'''

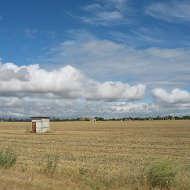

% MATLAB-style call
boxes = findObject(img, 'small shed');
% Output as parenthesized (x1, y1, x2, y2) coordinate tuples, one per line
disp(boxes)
(31, 117, 50, 133)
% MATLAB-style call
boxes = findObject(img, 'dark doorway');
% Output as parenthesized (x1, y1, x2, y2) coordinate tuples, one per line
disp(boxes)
(32, 122, 36, 133)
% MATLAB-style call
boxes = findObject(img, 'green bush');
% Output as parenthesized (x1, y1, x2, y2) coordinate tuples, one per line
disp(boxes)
(144, 159, 176, 189)
(43, 153, 59, 176)
(0, 147, 17, 168)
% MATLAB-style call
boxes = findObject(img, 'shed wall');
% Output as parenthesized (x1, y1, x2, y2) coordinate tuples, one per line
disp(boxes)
(41, 119, 50, 133)
(32, 119, 50, 133)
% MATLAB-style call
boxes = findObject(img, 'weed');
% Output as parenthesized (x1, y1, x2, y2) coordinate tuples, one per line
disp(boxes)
(0, 147, 17, 168)
(79, 167, 88, 176)
(43, 153, 59, 177)
(144, 159, 176, 189)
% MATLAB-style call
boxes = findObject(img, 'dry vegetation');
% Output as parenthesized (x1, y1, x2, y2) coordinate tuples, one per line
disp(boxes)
(0, 120, 190, 190)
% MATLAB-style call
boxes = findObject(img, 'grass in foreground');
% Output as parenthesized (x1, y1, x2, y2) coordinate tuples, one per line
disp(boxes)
(0, 147, 17, 168)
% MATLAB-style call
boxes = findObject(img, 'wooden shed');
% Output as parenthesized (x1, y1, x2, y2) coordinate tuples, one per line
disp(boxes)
(31, 117, 50, 133)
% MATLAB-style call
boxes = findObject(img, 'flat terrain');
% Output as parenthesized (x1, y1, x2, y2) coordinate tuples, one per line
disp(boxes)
(0, 120, 190, 190)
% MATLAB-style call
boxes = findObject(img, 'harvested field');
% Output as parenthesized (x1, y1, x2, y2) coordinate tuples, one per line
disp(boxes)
(0, 120, 190, 190)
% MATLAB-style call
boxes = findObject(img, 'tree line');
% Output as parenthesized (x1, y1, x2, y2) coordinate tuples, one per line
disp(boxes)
(0, 115, 190, 122)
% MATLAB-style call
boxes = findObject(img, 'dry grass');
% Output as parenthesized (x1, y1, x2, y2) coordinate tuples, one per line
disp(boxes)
(0, 120, 190, 189)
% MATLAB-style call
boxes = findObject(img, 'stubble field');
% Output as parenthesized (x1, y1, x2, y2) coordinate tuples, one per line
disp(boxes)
(0, 120, 190, 190)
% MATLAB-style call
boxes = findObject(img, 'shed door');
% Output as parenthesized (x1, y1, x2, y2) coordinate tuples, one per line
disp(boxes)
(32, 122, 36, 133)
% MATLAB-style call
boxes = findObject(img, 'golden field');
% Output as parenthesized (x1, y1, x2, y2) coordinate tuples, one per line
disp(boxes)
(0, 120, 190, 190)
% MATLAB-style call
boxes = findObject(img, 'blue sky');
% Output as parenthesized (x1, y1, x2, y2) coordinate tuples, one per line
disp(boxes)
(0, 0, 190, 118)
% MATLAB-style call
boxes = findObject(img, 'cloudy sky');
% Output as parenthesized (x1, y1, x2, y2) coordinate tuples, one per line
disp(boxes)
(0, 0, 190, 118)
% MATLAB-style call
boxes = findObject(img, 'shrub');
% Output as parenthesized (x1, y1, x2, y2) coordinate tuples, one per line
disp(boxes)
(43, 153, 59, 177)
(144, 159, 176, 189)
(0, 147, 17, 168)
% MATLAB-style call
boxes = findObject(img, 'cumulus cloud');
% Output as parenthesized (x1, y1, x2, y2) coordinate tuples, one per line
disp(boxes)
(0, 97, 147, 118)
(0, 61, 146, 101)
(1, 95, 189, 118)
(85, 81, 145, 100)
(47, 33, 190, 90)
(152, 88, 190, 104)
(0, 62, 29, 81)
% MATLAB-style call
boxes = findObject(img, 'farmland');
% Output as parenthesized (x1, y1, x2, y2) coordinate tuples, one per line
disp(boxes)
(0, 120, 190, 190)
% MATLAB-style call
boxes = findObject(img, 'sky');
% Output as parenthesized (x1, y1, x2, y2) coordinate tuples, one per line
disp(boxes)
(0, 0, 190, 118)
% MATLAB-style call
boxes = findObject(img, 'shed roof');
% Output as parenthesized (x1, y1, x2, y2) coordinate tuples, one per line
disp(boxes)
(31, 116, 50, 120)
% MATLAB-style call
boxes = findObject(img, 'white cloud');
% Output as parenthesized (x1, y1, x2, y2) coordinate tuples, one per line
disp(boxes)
(1, 95, 189, 118)
(41, 33, 190, 116)
(145, 1, 190, 23)
(85, 81, 145, 100)
(0, 62, 29, 81)
(79, 0, 129, 25)
(47, 34, 190, 90)
(0, 61, 145, 101)
(1, 31, 190, 117)
(146, 48, 187, 59)
(112, 102, 148, 112)
(151, 88, 190, 116)
(0, 97, 145, 118)
(0, 97, 21, 107)
(152, 88, 190, 104)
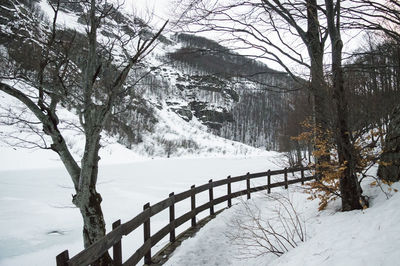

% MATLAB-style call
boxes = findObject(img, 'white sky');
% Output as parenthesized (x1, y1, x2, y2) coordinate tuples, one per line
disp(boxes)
(124, 0, 173, 27)
(39, 0, 370, 75)
(120, 0, 367, 75)
(126, 0, 366, 74)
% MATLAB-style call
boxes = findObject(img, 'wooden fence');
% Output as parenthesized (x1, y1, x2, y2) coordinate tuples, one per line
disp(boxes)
(56, 166, 313, 266)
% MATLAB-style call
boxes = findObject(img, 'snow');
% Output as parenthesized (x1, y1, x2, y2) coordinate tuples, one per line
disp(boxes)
(38, 0, 86, 33)
(164, 169, 400, 266)
(0, 93, 398, 265)
(1, 2, 399, 265)
(0, 76, 275, 265)
(0, 154, 279, 266)
(1, 134, 399, 266)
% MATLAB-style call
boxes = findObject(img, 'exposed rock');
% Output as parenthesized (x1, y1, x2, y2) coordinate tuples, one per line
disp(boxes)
(170, 108, 193, 122)
(188, 101, 233, 130)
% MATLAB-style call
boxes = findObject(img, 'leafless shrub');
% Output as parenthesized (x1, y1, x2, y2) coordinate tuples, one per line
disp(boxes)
(226, 192, 306, 259)
(162, 139, 178, 158)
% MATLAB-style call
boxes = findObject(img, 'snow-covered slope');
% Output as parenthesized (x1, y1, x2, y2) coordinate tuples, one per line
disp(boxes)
(0, 85, 267, 172)
(0, 0, 294, 153)
(165, 167, 400, 266)
(128, 105, 268, 158)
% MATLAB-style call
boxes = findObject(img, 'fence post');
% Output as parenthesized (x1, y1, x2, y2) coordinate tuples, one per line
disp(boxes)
(191, 185, 196, 227)
(267, 170, 271, 194)
(209, 179, 214, 215)
(56, 250, 69, 266)
(169, 192, 175, 242)
(301, 168, 305, 185)
(112, 220, 122, 266)
(284, 167, 288, 189)
(143, 203, 151, 265)
(246, 172, 251, 199)
(227, 176, 232, 208)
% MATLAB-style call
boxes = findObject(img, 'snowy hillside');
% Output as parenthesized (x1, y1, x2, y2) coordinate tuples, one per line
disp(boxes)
(0, 86, 267, 171)
(0, 0, 296, 153)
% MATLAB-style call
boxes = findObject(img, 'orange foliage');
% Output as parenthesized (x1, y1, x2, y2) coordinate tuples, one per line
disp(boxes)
(295, 119, 381, 210)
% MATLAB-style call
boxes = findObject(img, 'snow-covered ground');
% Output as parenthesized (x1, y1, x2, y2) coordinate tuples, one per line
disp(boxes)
(3, 1, 398, 265)
(0, 145, 280, 265)
(1, 140, 399, 266)
(0, 58, 273, 265)
(1, 87, 399, 266)
(165, 167, 400, 266)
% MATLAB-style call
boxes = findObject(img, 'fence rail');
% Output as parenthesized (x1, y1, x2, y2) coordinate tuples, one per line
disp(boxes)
(56, 166, 313, 266)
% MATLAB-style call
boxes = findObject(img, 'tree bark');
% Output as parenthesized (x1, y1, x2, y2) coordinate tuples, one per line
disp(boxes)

'''

WORK TO BE COMPLETED | Where a line of the entries contains the word "shed", copy that line.

RESPONSE TO THIS TASK |
boxes = findObject(img, 'small shed');
boxes = findObject(img, 'shed wall');
boxes = findObject(img, 'wooden shed');
boxes = findObject(img, 'shed door');
boxes = findObject(img, 'shed roof');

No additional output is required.